═════ EXTRAIT

Le pouvoir poursuit sa reprise en main

Les forces gouvernementales ouzbèkes ont repris position à Kara-Suu et ont ouvert pour la première fois depuis le début de l'insurrection la frontière avec le Kirghizstan.(Photo: AFP)
Les forces gouvernementales ouzbèkes ont repris position à Kara-Suu et ont ouvert pour la première fois depuis le début de l'insurrection la frontière avec le Kirghizstan.
(Photo: AFP)
Les forces gouvernementales ouzbèkes ont repris le contrôle de la ville de Kara-Suu où des émeutes avaient eu lieu à la suite des manifestations d’Andijan. Il semble qu’il n’y ait pas eu d’affrontements lors du retour des militaires dans cette cité frontalière avec le Kirghizstan, où les insurgés avaient chassé les représentants du pouvoir depuis plusieurs jours. Les protestations internationales n’empêchent pas le président Karimov de reprendre la situation en main, peu à peu, mais avec détermination.

Sur le pont qui relie Ouzbékistan et Kirghizstan à Kara-Suu, on peut de nouveau voir des gardes-frontière ouzbek depuis jeudi matin. Cette présence des forces de l’ordre n’empêche pas, pour le moment, les habitants de la ville de passer sur l’autre rive, même si des contrôles et des fouilles sont effectués sur chaque personne qui se présente. Les journalistes sont, quant à eux, toujours refoulés. Il s’agit d’un changement notable car depuis six ans, la circulation était interdite par les autorités ouzbèkes et le pont avait même été détruit pour mieux limiter les échanges traditionnels entre les populations des deux pays. Reste à savoir si cela va continuer une fois que le pouvoir se sera totalement réinstallé dans la ville.

Le retour de plusieurs centaines de membres des forces gouvernementales dans Kara-Suu, qui a eu lieu au cours de la nuit et durant le début de la matinée, fait suite à l’insurrection des habitants de la ville dans la foulée de celle de la population d’Andijan, le 13 mai. Des manifestants avaient alors mis le feu aux bâtiments officiels et tous les représentants du pouvoir avaient été chassés faisant de la ville une espèce de no man’s land hors du contrôle de Tachkent pendant plusieurs jours. Une situation qui a permis à de nombreux Ouzbeks de franchir la frontière pour se réfugier au Kirghizstan. Des tirs ont été entendus mais il ne semble pas qu’il y ait eu d’effusion de sang lors de cette opération. Des opposants politiques ont, en revanche, été immédiatement arrêtés. Parmi eux figure Bakthiar Rakhimov qui avait mené le mouvement de protestation à Kara-Suu et s’était présenté comme le chef des radicaux islamistes, allant même jusqu’à réclamer l’instauration d’un califat en Ouzbékistan.

══════════
═════ DONNÉES FOURNIES

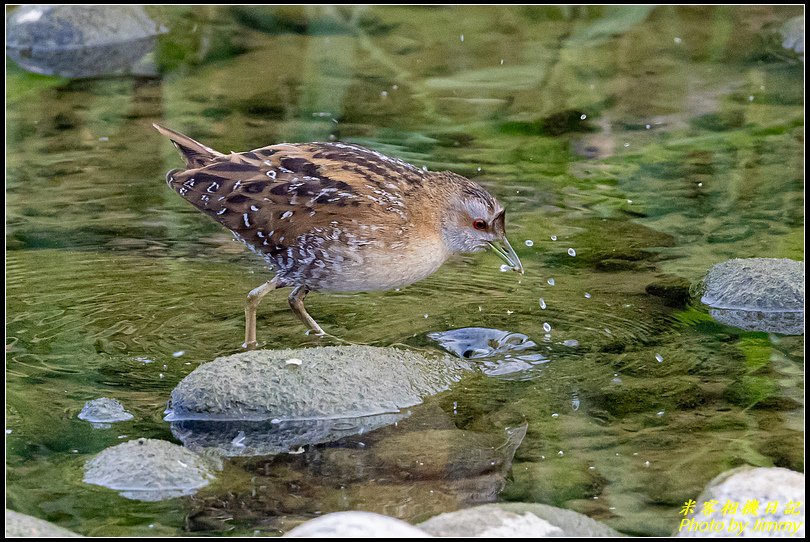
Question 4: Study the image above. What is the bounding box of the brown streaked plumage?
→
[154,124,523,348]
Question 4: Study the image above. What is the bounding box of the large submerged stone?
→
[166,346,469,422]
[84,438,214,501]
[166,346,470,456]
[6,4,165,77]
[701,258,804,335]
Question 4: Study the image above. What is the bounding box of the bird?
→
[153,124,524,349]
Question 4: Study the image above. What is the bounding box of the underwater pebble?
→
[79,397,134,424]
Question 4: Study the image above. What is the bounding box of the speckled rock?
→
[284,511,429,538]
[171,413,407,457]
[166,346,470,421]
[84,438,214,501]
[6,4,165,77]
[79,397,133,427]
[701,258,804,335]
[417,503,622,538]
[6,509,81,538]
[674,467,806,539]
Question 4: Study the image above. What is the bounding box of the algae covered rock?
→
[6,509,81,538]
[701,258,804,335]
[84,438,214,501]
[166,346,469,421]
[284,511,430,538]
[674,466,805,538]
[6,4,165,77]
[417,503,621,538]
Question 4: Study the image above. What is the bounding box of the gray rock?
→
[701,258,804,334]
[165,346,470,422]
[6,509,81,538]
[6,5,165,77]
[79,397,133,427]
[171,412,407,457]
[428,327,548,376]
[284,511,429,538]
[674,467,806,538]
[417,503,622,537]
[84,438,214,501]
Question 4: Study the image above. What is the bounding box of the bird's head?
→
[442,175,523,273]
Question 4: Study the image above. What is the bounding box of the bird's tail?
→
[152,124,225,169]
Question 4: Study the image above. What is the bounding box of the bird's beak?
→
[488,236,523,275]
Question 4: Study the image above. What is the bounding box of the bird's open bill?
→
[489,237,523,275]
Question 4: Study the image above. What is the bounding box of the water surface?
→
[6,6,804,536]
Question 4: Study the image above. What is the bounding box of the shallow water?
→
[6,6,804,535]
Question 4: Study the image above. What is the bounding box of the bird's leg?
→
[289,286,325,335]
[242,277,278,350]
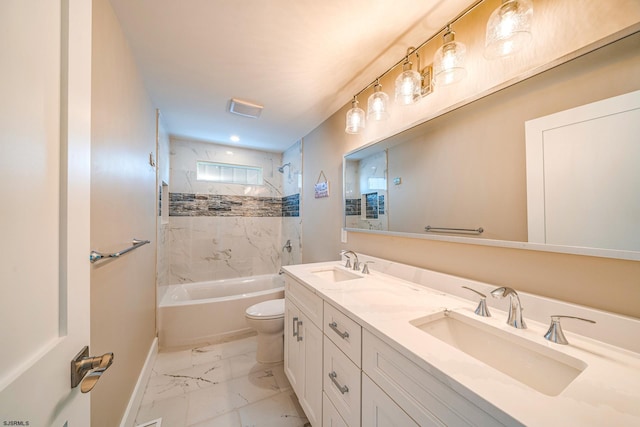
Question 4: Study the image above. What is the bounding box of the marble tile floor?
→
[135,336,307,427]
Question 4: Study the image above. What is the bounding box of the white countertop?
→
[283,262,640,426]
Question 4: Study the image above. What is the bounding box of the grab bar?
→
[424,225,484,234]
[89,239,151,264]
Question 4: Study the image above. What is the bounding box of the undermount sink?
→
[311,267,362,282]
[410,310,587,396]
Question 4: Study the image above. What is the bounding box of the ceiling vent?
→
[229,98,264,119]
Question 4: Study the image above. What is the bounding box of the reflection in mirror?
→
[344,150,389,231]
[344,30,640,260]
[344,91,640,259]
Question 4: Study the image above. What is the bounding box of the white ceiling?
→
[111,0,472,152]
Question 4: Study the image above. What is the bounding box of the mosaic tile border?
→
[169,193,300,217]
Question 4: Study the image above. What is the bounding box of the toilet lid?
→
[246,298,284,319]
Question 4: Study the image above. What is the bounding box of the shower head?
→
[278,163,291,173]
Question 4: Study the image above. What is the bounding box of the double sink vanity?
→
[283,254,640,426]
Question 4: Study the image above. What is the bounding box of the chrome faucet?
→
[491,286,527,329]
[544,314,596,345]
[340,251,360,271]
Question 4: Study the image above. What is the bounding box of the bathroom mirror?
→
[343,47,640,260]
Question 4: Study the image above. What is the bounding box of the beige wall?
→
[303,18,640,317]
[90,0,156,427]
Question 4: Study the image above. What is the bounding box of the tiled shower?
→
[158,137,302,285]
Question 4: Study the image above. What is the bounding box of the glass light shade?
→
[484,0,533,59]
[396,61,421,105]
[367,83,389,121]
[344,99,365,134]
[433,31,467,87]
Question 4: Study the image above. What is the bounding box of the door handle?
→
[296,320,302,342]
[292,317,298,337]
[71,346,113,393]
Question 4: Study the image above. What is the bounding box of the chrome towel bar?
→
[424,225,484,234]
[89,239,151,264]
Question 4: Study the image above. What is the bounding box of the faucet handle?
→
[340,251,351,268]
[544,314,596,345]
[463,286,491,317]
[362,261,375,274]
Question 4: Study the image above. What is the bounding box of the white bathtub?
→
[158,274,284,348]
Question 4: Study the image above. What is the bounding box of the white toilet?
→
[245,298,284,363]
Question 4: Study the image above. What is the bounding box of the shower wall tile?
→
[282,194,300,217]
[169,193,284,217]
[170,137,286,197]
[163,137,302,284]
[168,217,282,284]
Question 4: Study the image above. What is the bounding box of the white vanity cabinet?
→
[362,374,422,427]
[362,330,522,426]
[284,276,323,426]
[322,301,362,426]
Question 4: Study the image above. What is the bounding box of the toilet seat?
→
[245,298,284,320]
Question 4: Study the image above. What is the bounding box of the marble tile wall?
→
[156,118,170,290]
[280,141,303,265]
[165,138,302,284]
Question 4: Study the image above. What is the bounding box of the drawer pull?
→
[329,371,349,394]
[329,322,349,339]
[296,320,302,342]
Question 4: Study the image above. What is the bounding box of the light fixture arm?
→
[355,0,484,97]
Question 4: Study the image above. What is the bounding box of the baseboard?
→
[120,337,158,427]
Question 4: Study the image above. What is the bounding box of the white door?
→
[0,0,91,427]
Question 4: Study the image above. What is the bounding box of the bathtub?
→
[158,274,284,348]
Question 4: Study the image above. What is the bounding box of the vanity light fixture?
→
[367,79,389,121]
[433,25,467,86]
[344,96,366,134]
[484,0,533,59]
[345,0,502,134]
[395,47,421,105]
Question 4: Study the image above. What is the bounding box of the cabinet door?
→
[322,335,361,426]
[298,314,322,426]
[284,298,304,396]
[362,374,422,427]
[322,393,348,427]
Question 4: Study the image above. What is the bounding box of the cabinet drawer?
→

══════════

● **EXERCICE**:
Rédigez la suite de l'article sur le retour des forces ouzbèkes à Kara-Suu, après sa dernière phrase.

● **RÉSULTAT**:
Un nouveau bilan encore plus lourd

Après avoir repris en main Andijan où l’armée et la police se sont positionnées depuis plusieurs jours pour bloquer l’accès à la ville et empêcher tout nouveau débordement, Kara-Suu est donc aujourd’hui elle aussi remise au pas. Les tentatives du pouvoir pour convaincre la communauté internationale qu’il n’y a pas eu d’exactions contre des civils lors de la répression des émeutes -et notamment la visite guidée organisée pour les diplomates et les journalistes à Andijan-, ne l’empêchent pas de poursuivre sans état d’âme le rétablissement de son autorité sur les zones insurrectionnelles. Les arrestations de leaders islamistes s’intègrent parfaitement dans ce processus puisqu’elles correspondent à la version des événements avancée par le gouvernement de Tachkent. Depuis le départ, les autorités affirment, en effet, que les émeutes d’Andijan et de Kara-Suu ont été menées par des intégristes islamistes désireux de renverser le régime et ont nié le fait que le soutien apporté par la population à ces insurgés ait été motivé par la très grande pauvreté et l’oppression dont sont victimes les habitants.

La détermination du régime ouzbek à poursuivre sa reprise en main et à bloquer l’accès à l’information sur les évènements qui se sont déroulés il y a bientôt une semaine contribue à entretenir les protestations de la communauté internationale. D’autant qu’un nouveau bilan encore plus lourd a été évoqué. La Fédération internationale d’Helsinki pour les droits de l’homme, qui regroupe une quarantaine d’ONG, a affirmé qu’il pourrait y avoir eu jusqu’à 1 000 civils tués par les forces de l’ordre ouzbèkes. Après la Grande-Bretagne, la Commission européenne, l’ONU ou l’Otan, les Etats-Unis ont, eux aussi, demandé «une enquête crédible et transparente» pour établir la vérité sur la répression des manifestations et le nombre de victimes parmi les civils. Le ministre allemand des Affaires étrangères, Joschka Fischer, a lui aussi appuyé une telle demande et a insisté sur un autre point : la nécessité d’obtenir pour les associations humanitaires un accès libre à Andijan pour porter secours aux populations dont on ignore dans quelle situation elles se trouvent.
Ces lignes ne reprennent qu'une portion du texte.